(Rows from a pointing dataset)
-- Start --

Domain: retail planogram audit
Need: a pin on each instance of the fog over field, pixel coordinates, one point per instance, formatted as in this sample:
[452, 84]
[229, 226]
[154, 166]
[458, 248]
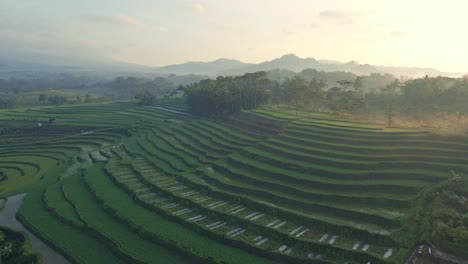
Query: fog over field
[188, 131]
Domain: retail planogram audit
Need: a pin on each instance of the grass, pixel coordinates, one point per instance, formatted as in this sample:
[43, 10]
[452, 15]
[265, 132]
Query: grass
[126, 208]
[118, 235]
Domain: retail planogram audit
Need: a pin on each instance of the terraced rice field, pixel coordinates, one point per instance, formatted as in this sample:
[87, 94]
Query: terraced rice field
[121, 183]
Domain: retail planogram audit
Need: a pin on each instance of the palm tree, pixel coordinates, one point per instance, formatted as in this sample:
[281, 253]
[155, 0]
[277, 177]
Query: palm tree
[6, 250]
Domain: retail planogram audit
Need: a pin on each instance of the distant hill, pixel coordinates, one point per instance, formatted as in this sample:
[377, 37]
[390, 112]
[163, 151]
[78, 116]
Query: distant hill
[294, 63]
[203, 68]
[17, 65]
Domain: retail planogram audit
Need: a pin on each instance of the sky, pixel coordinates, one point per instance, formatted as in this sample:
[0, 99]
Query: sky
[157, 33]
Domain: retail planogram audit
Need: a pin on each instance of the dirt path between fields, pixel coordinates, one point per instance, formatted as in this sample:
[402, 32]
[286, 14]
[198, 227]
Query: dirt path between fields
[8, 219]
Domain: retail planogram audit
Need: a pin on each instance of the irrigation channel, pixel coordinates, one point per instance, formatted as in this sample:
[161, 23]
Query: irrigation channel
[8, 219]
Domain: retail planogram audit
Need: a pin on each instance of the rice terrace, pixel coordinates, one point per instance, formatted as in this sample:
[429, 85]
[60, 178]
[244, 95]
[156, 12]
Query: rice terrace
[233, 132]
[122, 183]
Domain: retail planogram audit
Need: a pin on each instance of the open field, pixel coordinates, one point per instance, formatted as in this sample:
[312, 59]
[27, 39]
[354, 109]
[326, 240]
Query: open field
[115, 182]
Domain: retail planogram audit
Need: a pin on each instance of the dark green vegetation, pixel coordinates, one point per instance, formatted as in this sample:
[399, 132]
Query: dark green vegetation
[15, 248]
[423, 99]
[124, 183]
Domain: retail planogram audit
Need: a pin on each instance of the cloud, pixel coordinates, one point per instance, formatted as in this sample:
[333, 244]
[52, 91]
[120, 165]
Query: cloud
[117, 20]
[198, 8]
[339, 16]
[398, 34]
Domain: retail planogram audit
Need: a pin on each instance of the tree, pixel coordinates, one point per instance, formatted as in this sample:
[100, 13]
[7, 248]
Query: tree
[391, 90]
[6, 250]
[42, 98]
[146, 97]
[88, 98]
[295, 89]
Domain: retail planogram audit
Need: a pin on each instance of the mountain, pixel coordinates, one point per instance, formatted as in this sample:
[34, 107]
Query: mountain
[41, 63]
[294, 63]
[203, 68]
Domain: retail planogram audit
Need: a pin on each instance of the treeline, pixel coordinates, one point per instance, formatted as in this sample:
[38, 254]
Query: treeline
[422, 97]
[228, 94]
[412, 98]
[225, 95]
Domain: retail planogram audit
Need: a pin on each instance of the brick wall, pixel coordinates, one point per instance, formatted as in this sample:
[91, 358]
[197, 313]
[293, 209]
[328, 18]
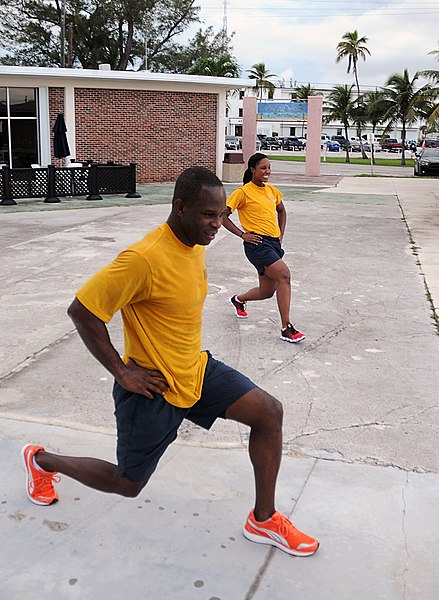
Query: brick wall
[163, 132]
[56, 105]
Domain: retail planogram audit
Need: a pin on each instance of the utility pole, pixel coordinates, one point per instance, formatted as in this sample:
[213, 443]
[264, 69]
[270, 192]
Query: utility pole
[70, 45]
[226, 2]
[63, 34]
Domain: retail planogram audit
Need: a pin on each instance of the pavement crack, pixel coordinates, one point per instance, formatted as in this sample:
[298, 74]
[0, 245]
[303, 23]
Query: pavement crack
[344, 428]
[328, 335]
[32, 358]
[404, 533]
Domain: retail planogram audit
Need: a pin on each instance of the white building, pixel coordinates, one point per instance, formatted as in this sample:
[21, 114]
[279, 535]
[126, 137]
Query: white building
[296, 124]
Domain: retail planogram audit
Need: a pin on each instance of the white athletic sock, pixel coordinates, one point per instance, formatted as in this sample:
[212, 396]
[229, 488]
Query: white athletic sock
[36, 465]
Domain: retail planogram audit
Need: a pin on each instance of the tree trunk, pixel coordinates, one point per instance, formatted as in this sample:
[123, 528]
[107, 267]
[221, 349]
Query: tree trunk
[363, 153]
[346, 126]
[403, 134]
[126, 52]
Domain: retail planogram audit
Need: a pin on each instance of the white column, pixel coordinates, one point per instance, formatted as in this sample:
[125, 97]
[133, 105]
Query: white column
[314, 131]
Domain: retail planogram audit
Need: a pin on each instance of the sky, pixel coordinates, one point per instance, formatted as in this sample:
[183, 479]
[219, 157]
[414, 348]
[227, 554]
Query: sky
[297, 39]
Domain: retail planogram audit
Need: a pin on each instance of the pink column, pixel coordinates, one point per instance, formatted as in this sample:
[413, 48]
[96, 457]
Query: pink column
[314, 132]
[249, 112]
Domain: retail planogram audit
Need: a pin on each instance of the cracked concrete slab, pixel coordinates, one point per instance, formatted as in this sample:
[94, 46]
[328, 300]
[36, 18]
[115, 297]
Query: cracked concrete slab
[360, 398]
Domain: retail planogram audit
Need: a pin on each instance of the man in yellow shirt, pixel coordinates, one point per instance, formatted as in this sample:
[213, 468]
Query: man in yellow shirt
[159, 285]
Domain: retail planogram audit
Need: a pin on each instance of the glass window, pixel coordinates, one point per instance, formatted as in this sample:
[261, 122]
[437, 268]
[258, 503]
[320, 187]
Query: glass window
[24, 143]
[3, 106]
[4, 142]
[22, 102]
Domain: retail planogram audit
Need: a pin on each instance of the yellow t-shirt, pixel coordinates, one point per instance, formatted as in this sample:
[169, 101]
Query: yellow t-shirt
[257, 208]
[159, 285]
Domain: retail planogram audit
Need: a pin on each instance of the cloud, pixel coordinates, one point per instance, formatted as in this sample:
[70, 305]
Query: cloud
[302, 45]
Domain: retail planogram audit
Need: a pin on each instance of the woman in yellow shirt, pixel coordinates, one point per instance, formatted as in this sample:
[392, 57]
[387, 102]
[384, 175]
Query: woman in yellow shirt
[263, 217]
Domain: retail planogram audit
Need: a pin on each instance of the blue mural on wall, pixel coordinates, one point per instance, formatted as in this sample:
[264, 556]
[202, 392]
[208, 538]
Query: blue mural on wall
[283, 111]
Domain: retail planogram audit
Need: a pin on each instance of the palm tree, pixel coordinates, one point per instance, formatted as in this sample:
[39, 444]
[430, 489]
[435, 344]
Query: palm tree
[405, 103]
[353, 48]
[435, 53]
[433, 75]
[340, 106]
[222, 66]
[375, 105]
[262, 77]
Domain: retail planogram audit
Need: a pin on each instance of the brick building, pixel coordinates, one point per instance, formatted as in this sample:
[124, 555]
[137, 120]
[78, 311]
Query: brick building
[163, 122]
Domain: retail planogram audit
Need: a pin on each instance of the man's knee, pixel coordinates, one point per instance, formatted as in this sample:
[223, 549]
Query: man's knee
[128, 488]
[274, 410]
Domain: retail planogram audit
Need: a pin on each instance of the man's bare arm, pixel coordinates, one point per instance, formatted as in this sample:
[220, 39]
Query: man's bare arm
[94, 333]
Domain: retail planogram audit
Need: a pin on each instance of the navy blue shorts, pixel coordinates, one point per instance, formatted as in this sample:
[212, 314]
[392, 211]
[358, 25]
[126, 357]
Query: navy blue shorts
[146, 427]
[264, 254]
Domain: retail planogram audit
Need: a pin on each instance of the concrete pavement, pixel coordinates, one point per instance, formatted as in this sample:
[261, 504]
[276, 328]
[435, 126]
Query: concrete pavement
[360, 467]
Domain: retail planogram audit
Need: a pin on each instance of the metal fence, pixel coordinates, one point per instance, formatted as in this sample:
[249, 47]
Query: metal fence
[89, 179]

-- End --

TASK DESCRIPTION:
Gather every line of the rows above that contains the string "concrete", matching case exactly.

RESULT:
Need: a pin on each instance of the cracked concrete slab, pixel coordinates, one point per instance, formatted as in this sample:
Query: cracked concrete slab
Need: a pin on each instance of the concrete pavement, pixel coordinates, one point per instance, formatted as in this sample:
Query: concrete pavement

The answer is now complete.